(Stored entries)
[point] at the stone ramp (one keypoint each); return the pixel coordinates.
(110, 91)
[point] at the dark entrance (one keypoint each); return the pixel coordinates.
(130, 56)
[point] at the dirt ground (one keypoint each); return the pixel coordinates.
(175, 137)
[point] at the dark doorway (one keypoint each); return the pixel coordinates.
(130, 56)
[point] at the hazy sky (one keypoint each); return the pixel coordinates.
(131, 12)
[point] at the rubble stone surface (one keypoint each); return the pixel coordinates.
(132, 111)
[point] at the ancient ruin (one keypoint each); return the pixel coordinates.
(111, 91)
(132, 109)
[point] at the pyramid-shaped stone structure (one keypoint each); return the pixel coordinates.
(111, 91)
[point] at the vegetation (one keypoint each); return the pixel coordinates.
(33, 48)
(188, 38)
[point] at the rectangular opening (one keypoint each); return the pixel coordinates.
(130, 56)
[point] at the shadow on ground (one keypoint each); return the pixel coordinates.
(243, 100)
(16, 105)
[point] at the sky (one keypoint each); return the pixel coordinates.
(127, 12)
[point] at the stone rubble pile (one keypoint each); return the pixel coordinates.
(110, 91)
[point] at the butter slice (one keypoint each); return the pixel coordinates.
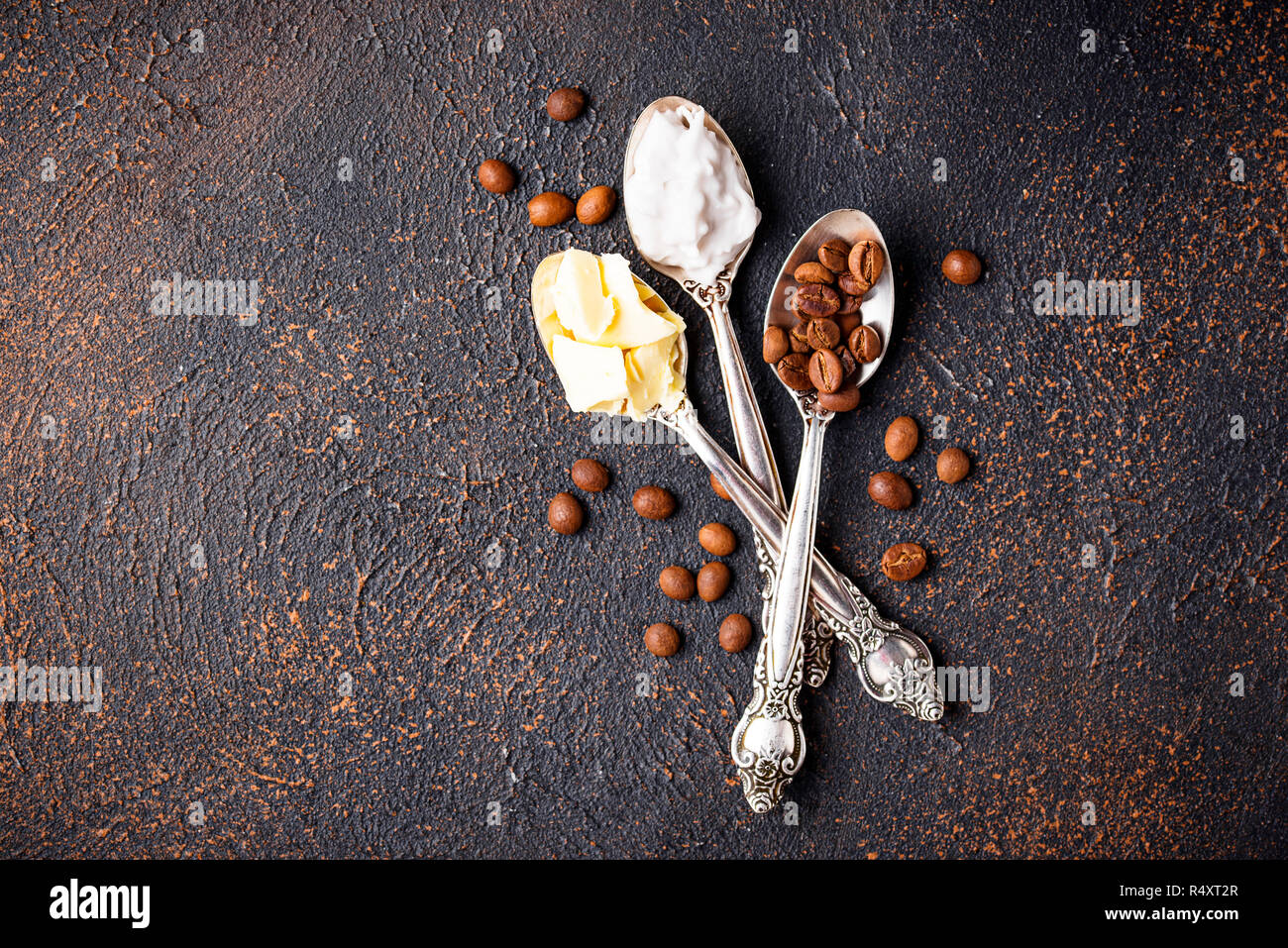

◆ **Exercise directions**
Copy out every one of the lines above word for word, but leave out the picture.

◆ **Solved problem**
[point] at the stone ramp (one keypoint each); return the pixel coordinates.
(110, 91)
[point] at the dark entrance (one keypoint each); return the pixel coordinates.
(130, 56)
[point] at the dirt ground (one keypoint each); return the pixel coordinates.
(175, 137)
[point] at the dark doorway (one keypoint each); return the pixel coordinates.
(130, 56)
[point] at the hazy sky (one keypoint each); return the pixel coordinates.
(131, 12)
[point] at the rubble stone surface (one keypoint each); return the pixel coordinates.
(132, 111)
[point] at the ancient ruin (one keypoint each); return the pixel coordinates.
(111, 91)
(132, 109)
[point] at the pyramid-shaped stone structure (one keypoint each); return the pixel coordinates.
(111, 91)
[point] at the vegetation (one keypoint each); return the pixel coordinates.
(33, 48)
(188, 38)
[point] at the rectangular opening (one keypoint each); return the pixel coordinates.
(130, 56)
[point] at the shadow on ground (one keypoint each); return the pixel coordinates.
(243, 100)
(16, 105)
[point] at the sky (one keypoint each); return the pixel coordinates.
(127, 12)
[point] at the stone rubble pile (one keypoint each); return the pixel coordinates.
(110, 91)
[point] at the butter slice (one keypoint each); return the pixel coordinates.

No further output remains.